__What to do__.
A) Copy the passage of the text on The Navhind Times from "Until 1983, The" to "October 10, 1983.".
B) Using the text on The Navhind Times, say whether each statement agrees with it, answering yes or no and quoting the deciding words: (i) The Navhind Times was Goa's first English newspaper. (ii) The Gomantak Times is still being published. (iii) Mascarenhas started Goa Today magazine in 1963.

__Source text__.
The Navhind Times was established on 18 February 1963, after India conquered the former Portuguese colony, it was Goa's first English newspaper, and was launched by the Dempo Brothers, including the elder Vasantarao Dempo. They were involved in mining business. The publication hired two editors Lambert Mascarenhas and T.V. Parvate. Mascarenhas remained its editor in early 1960s, before starting Goa Today magazine in 1966. He was awarded Gomant Vibhushan Award, the highest civilian award of Goa in 2014.

Until 1983, The Navhind Times was the sole English-language daily in Goa, till the Portuguese-language O Heraldo converted to being a broadsheet daily in English too on October 10, 1983.

In 1987, the Gomantak Times joined, as the third English-language daily in Goa. But it shut down in 2020, during the pandemic year, citing financial pressures. In the meanwhile, The Times of India, a major newspaper from Mumbai (Bombay), also started a Goa edition in the early 2000s. Likewise, another newspaper launched here was The Goan of the Timblo group.

__Dataset section__.
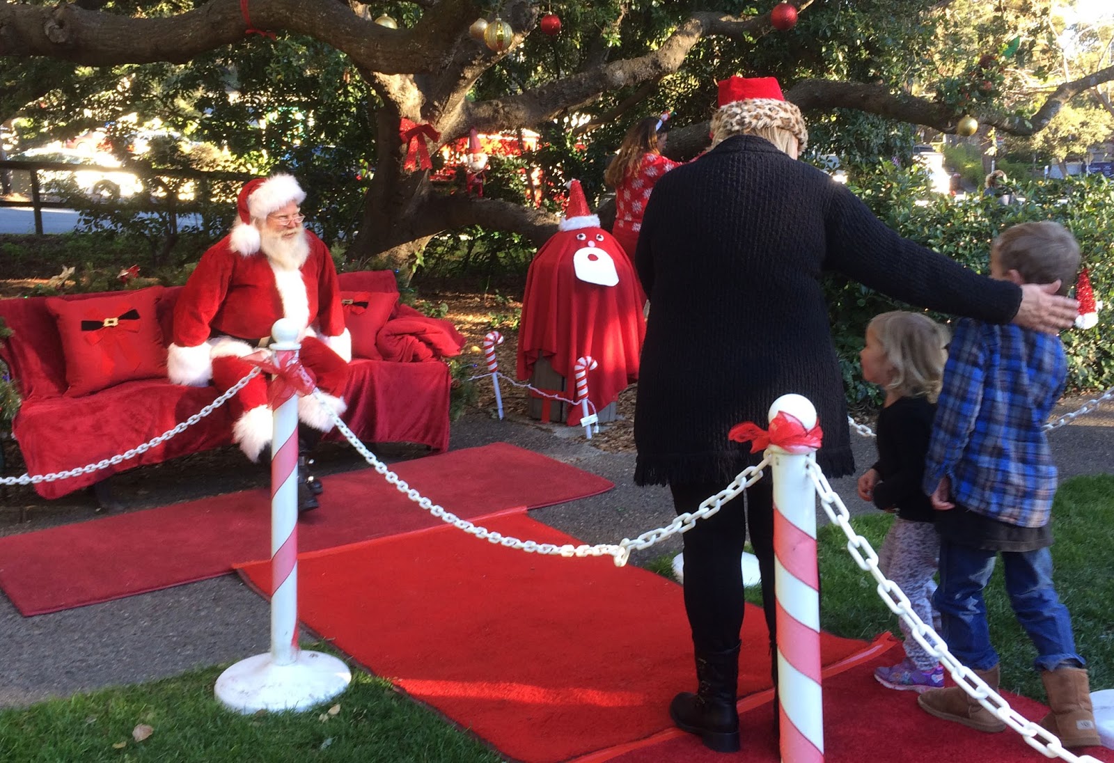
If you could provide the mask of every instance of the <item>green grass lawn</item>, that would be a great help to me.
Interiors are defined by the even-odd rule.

__Responses__.
A)
Until 1983, The Navhind Times was the sole English-language daily in Goa, till the Portuguese-language O Heraldo converted to being a broadsheet daily in English too on October 10, 1983.

B)
(i) Yes: "it was Goa's first English newspaper"
(ii) No: "But it shut down in 2020, during the pandemic year, citing financial pressures."
(iii) No: "before starting Goa Today magazine in 1966"